• Exercise details: Could you convert everything from the start of the data down to the line containing "M 40 193 L 40" into a two-column CSV with the headers input and output? Put each text and its answer in a single quoted field, replace line breaks with spaces, and leave out the pictures.

• Data in this exercise:
↓↓↓

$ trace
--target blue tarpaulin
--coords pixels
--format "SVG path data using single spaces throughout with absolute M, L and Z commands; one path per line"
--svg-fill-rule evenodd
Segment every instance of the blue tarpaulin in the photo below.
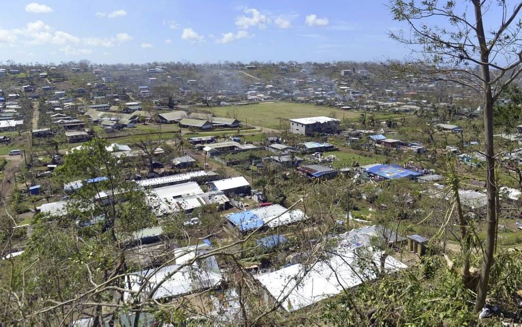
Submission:
M 40 193 L 40 185 L 34 185 L 34 186 L 31 186 L 29 187 L 29 192 L 32 195 L 36 195 Z
M 251 211 L 231 213 L 227 219 L 242 232 L 256 229 L 265 223 L 259 216 Z
M 256 244 L 258 245 L 263 245 L 267 249 L 271 249 L 288 241 L 288 240 L 282 235 L 271 235 L 260 240 L 256 240 Z
M 90 178 L 90 179 L 87 179 L 86 181 L 87 183 L 98 183 L 99 182 L 101 182 L 102 181 L 106 181 L 109 179 L 106 177 L 94 177 L 94 178 Z
M 377 134 L 376 135 L 370 135 L 370 138 L 374 141 L 382 141 L 383 140 L 386 140 L 388 138 L 384 136 L 382 134 Z
M 364 172 L 373 174 L 387 179 L 395 179 L 410 177 L 418 177 L 422 175 L 408 169 L 394 165 L 377 165 L 365 169 Z

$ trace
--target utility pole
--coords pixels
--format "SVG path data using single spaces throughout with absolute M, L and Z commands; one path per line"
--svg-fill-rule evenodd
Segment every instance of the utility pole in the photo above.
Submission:
M 346 229 L 350 227 L 350 190 L 346 190 Z

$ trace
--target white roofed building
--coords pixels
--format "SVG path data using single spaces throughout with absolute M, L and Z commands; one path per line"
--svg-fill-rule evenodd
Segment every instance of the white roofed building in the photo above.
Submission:
M 289 119 L 290 131 L 294 134 L 312 136 L 315 133 L 333 134 L 339 130 L 340 120 L 325 116 Z
M 221 191 L 228 196 L 250 193 L 250 183 L 242 176 L 216 181 L 210 184 L 213 190 Z

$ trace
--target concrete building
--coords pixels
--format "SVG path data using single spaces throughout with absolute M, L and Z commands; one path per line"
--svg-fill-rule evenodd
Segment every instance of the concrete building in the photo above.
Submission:
M 216 181 L 210 185 L 212 190 L 221 191 L 227 196 L 250 194 L 250 183 L 243 176 Z
M 85 132 L 68 132 L 65 133 L 65 137 L 69 143 L 83 142 L 89 139 L 89 134 Z
M 315 133 L 335 133 L 339 130 L 340 120 L 320 116 L 289 119 L 290 131 L 294 134 L 312 136 Z
M 33 138 L 44 138 L 51 135 L 51 129 L 40 128 L 33 129 L 32 131 Z

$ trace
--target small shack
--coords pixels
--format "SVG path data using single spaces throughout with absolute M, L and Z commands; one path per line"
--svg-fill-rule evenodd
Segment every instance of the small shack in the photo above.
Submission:
M 408 245 L 410 247 L 410 252 L 417 253 L 419 256 L 426 254 L 426 244 L 428 240 L 420 235 L 408 235 Z
M 31 195 L 38 195 L 40 194 L 40 185 L 34 185 L 29 187 L 29 193 Z

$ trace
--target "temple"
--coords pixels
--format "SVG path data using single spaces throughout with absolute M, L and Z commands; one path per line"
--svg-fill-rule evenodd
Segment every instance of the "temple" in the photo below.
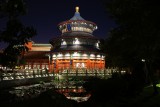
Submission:
M 79 7 L 76 7 L 74 16 L 59 23 L 58 28 L 62 34 L 50 41 L 50 71 L 105 68 L 105 55 L 99 49 L 100 41 L 93 35 L 97 25 L 82 18 Z

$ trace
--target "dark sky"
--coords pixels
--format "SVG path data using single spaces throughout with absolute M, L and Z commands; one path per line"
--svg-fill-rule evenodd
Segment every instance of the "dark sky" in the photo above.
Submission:
M 79 6 L 81 16 L 95 22 L 98 29 L 93 33 L 98 38 L 106 38 L 108 31 L 115 26 L 109 18 L 101 0 L 26 0 L 28 13 L 22 17 L 25 25 L 33 26 L 37 35 L 35 43 L 49 43 L 61 33 L 58 23 L 73 17 L 75 7 Z

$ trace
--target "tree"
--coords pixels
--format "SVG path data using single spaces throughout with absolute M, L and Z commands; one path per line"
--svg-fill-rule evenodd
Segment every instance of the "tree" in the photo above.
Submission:
M 142 69 L 145 60 L 154 92 L 154 72 L 160 66 L 160 7 L 158 0 L 108 0 L 107 11 L 117 27 L 107 38 L 109 65 Z M 141 71 L 142 72 L 142 71 Z
M 19 64 L 20 56 L 28 50 L 25 44 L 36 35 L 33 27 L 23 25 L 19 19 L 26 11 L 23 0 L 0 0 L 0 18 L 7 20 L 6 28 L 0 31 L 0 42 L 8 44 L 1 58 L 1 64 L 4 66 L 14 68 Z

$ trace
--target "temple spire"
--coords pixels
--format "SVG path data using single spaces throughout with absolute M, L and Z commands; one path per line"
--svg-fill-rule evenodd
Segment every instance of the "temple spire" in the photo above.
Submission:
M 78 6 L 76 7 L 76 12 L 79 12 L 79 7 Z

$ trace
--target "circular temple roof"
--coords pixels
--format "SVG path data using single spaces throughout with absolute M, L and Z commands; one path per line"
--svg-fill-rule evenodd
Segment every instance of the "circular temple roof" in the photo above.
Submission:
M 71 31 L 82 31 L 92 33 L 97 29 L 97 25 L 91 21 L 87 21 L 80 16 L 79 7 L 75 8 L 74 16 L 67 21 L 63 21 L 58 24 L 59 30 L 62 33 L 71 32 Z

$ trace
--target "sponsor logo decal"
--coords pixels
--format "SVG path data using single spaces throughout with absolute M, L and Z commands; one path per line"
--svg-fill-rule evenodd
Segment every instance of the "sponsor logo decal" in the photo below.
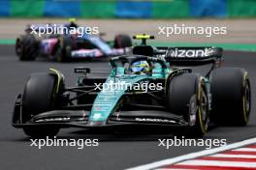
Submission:
M 168 119 L 152 119 L 152 118 L 135 118 L 137 122 L 154 122 L 154 123 L 176 123 L 176 121 Z
M 212 55 L 214 50 L 212 48 L 205 49 L 178 49 L 172 48 L 168 51 L 167 56 L 177 58 L 196 58 L 196 57 L 208 57 Z

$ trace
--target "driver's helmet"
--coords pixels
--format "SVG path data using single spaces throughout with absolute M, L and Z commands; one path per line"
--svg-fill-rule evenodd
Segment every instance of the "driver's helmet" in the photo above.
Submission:
M 146 61 L 138 61 L 132 64 L 131 70 L 133 73 L 147 73 L 150 68 Z
M 76 22 L 77 22 L 77 18 L 75 18 L 75 17 L 69 18 L 69 25 L 68 25 L 68 27 L 69 28 L 71 28 L 71 27 L 78 28 L 79 25 Z

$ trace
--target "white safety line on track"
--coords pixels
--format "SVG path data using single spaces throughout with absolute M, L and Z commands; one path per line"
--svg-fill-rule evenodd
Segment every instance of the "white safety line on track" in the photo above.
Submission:
M 144 165 L 140 165 L 140 166 L 137 166 L 137 167 L 129 168 L 127 170 L 149 170 L 149 169 L 155 169 L 155 168 L 165 169 L 165 168 L 161 168 L 161 167 L 167 166 L 167 165 L 172 165 L 172 164 L 178 163 L 178 162 L 181 162 L 181 161 L 183 162 L 185 160 L 189 161 L 189 159 L 193 159 L 193 158 L 196 158 L 196 157 L 201 157 L 201 156 L 208 156 L 208 155 L 214 155 L 214 154 L 217 154 L 217 153 L 220 153 L 220 152 L 224 152 L 224 151 L 228 151 L 228 150 L 235 150 L 237 148 L 240 148 L 240 147 L 247 146 L 247 145 L 250 145 L 250 144 L 254 144 L 254 143 L 256 143 L 256 137 L 255 138 L 250 138 L 250 139 L 247 139 L 247 140 L 243 140 L 243 141 L 240 141 L 240 142 L 236 142 L 236 143 L 233 143 L 233 144 L 229 144 L 229 145 L 226 145 L 226 146 L 223 146 L 223 147 L 204 150 L 204 151 L 191 153 L 191 154 L 187 154 L 187 155 L 176 156 L 176 157 L 167 158 L 167 159 L 155 161 L 155 162 L 144 164 Z M 246 148 L 246 149 L 248 149 L 248 148 Z M 193 160 L 193 161 L 195 161 L 195 160 Z M 207 161 L 207 160 L 204 160 L 204 161 Z M 209 160 L 208 160 L 208 161 L 209 161 Z M 249 164 L 249 165 L 251 164 L 253 166 L 255 165 L 255 167 L 256 167 L 256 163 L 254 163 L 254 162 L 252 162 L 252 163 L 246 162 L 246 164 Z M 235 162 L 233 162 L 233 165 L 236 166 Z

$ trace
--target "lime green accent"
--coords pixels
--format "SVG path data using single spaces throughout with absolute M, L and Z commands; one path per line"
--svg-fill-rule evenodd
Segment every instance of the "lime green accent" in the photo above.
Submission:
M 189 1 L 154 1 L 152 18 L 189 17 Z
M 255 0 L 228 0 L 227 1 L 228 16 L 248 17 L 256 15 Z
M 39 0 L 11 0 L 12 16 L 42 16 L 44 15 L 45 1 Z
M 81 17 L 112 18 L 116 8 L 115 1 L 81 1 Z

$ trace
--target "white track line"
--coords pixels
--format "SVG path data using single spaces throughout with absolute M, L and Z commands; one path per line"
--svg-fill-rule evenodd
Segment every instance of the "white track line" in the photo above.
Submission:
M 166 166 L 166 165 L 171 165 L 174 163 L 177 163 L 180 161 L 184 161 L 184 160 L 188 160 L 188 159 L 192 159 L 192 158 L 196 158 L 196 157 L 200 157 L 200 156 L 213 155 L 213 154 L 220 153 L 220 152 L 227 151 L 227 150 L 234 150 L 236 148 L 243 147 L 243 146 L 254 144 L 254 143 L 256 143 L 256 137 L 251 138 L 251 139 L 247 139 L 247 140 L 243 140 L 240 142 L 233 143 L 230 145 L 226 145 L 223 147 L 213 148 L 213 149 L 209 149 L 209 150 L 204 150 L 204 151 L 200 151 L 197 153 L 191 153 L 188 155 L 180 156 L 177 157 L 163 159 L 160 161 L 156 161 L 156 162 L 152 162 L 152 163 L 129 168 L 127 170 L 149 170 L 149 169 L 158 168 L 158 167 Z
M 218 161 L 218 160 L 186 160 L 176 165 L 196 165 L 196 166 L 217 166 L 217 167 L 242 167 L 255 168 L 256 162 L 236 162 L 236 161 Z
M 256 148 L 239 148 L 232 151 L 245 151 L 245 152 L 256 152 Z
M 225 154 L 216 154 L 212 156 L 208 156 L 210 157 L 227 157 L 227 158 L 256 158 L 256 156 L 250 155 L 225 155 Z

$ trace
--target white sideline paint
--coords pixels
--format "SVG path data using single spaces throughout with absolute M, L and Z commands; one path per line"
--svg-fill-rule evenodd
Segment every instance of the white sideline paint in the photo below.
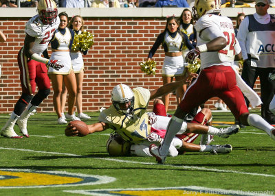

↑↑↑

• Exercise response:
input,output
"$ trace --target blue tarpaulin --coords pixels --format ""SVG path data using single spaces throughout with absolute M, L and Z commands; one path per line"" --svg-fill-rule evenodd Segment every instance of the blue tarpaulin in the photo below. Submission:","M 40 193 L 40 185 L 34 185 L 34 186 L 31 186 L 29 187 L 29 192 L 32 195 L 36 195 Z"